▶ [Exercise details]:
This task calls for copying each line below that contains "segment".

---*---

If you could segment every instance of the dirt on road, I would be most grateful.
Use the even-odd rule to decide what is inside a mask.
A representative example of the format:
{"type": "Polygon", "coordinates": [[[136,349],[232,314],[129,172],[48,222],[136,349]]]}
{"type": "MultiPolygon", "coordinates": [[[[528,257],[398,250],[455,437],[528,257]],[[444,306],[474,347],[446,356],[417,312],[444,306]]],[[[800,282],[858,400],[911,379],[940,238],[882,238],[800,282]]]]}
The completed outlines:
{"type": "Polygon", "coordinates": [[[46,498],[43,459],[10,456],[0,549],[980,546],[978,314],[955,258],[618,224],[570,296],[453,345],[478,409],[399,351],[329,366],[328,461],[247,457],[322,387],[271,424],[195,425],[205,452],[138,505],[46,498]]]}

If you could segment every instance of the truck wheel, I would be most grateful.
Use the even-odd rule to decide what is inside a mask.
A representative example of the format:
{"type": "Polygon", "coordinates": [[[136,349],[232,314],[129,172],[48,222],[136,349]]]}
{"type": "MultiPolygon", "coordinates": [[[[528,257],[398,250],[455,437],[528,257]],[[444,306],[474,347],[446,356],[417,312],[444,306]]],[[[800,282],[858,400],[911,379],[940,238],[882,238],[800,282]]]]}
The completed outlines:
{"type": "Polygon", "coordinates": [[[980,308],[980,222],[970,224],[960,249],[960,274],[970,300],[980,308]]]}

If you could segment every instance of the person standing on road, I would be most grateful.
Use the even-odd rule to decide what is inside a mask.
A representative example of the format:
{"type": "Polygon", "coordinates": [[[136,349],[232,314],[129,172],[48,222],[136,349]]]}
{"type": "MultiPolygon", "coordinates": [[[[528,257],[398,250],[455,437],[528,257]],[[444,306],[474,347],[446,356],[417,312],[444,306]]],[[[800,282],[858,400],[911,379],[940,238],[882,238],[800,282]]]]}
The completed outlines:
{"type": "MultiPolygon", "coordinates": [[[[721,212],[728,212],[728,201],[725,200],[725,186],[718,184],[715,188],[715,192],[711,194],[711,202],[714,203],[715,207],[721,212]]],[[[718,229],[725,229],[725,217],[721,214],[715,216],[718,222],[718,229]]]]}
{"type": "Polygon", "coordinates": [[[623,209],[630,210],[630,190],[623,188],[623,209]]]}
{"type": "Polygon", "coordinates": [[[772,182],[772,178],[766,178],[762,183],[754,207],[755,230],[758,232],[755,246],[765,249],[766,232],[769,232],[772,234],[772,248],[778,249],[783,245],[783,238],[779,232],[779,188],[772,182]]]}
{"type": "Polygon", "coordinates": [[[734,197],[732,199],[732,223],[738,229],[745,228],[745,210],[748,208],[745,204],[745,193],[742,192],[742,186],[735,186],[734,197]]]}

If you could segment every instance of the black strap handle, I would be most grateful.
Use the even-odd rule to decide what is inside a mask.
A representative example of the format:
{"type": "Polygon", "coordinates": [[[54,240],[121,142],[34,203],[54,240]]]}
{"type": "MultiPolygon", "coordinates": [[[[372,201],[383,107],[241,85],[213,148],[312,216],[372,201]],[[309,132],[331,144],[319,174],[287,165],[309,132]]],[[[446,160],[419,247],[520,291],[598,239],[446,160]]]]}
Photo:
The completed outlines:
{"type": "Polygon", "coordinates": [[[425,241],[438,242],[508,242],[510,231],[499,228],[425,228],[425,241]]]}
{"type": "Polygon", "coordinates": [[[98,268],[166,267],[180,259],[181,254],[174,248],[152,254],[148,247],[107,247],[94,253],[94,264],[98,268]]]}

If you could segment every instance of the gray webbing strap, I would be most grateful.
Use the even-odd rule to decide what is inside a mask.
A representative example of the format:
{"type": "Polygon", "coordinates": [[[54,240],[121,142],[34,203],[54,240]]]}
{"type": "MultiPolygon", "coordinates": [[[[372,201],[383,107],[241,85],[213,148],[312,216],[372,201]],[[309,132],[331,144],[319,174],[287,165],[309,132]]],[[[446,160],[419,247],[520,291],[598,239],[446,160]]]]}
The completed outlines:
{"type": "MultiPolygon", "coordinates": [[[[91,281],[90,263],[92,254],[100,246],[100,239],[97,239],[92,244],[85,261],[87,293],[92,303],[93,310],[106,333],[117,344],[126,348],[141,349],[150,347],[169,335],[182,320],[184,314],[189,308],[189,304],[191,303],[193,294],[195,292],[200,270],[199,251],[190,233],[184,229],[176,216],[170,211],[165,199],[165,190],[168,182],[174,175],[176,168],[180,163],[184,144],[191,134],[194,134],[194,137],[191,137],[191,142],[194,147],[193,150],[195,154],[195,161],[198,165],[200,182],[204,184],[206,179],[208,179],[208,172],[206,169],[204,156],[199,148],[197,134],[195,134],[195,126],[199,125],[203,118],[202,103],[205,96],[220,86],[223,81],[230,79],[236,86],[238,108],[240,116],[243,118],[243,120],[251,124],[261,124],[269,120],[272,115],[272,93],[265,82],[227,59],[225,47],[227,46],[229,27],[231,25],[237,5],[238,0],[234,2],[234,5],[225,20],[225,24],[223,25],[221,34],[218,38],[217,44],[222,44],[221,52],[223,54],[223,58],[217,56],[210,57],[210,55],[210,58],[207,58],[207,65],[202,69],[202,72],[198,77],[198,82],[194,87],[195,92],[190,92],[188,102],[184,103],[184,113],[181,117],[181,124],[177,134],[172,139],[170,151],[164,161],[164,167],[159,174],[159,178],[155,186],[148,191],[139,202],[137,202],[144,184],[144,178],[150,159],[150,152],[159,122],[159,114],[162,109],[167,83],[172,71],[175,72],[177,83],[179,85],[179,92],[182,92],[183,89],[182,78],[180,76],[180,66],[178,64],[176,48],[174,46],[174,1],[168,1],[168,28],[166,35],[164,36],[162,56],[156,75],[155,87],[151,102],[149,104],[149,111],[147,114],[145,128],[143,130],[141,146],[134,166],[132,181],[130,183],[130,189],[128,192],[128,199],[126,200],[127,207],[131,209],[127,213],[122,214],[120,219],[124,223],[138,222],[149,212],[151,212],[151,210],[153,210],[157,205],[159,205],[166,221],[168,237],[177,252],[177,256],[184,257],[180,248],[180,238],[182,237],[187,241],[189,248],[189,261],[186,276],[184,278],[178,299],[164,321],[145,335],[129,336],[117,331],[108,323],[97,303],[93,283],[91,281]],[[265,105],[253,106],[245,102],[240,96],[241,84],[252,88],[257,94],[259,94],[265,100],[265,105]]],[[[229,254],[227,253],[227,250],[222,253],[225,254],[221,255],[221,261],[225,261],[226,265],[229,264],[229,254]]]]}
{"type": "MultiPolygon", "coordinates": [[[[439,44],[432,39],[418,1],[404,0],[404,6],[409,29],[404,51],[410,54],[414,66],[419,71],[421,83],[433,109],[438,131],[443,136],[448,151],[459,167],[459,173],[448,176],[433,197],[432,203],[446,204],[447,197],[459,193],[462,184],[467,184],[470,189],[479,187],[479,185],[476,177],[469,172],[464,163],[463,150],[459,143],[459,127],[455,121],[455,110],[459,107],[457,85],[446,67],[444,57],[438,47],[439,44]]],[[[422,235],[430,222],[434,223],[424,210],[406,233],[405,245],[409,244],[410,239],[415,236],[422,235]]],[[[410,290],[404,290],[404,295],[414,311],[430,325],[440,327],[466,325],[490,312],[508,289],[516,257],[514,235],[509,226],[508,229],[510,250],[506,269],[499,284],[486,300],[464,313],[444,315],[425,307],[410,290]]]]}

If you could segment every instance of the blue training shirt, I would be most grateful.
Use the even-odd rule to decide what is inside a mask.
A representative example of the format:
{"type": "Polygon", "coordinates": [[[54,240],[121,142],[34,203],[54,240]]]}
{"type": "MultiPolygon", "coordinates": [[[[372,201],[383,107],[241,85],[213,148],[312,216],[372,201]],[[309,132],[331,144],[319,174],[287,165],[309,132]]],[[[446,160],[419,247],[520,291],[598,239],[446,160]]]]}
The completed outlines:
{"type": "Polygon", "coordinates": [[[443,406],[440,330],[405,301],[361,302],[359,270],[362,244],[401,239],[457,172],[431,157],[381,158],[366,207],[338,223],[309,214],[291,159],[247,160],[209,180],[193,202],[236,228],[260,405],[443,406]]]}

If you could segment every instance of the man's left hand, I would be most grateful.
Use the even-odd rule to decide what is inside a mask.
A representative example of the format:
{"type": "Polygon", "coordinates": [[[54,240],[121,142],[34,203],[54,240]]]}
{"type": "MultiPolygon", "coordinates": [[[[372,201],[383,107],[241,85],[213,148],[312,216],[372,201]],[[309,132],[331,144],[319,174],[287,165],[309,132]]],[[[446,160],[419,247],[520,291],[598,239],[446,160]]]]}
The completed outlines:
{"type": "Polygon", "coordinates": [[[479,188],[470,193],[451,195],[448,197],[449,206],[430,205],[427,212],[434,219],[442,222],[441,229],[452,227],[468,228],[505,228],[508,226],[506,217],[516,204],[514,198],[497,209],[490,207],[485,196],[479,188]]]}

---*---

▶ [Output of the exercise]:
If you could segment every instance of the dirt on road, I would be most grateful.
If you could segment every instance of the truck wheel, I would be most grateful.
If you could segment every instance of the person standing on road, I would be most grateful.
If you could segment every instance of the black strap handle, I would be most grateful.
If you could segment every instance of the gray webbing strap, I would be most grateful.
If you could segment every instance of the blue training shirt, I would be most grateful.
If you could segment every instance of the man's left hand, I would be most grateful.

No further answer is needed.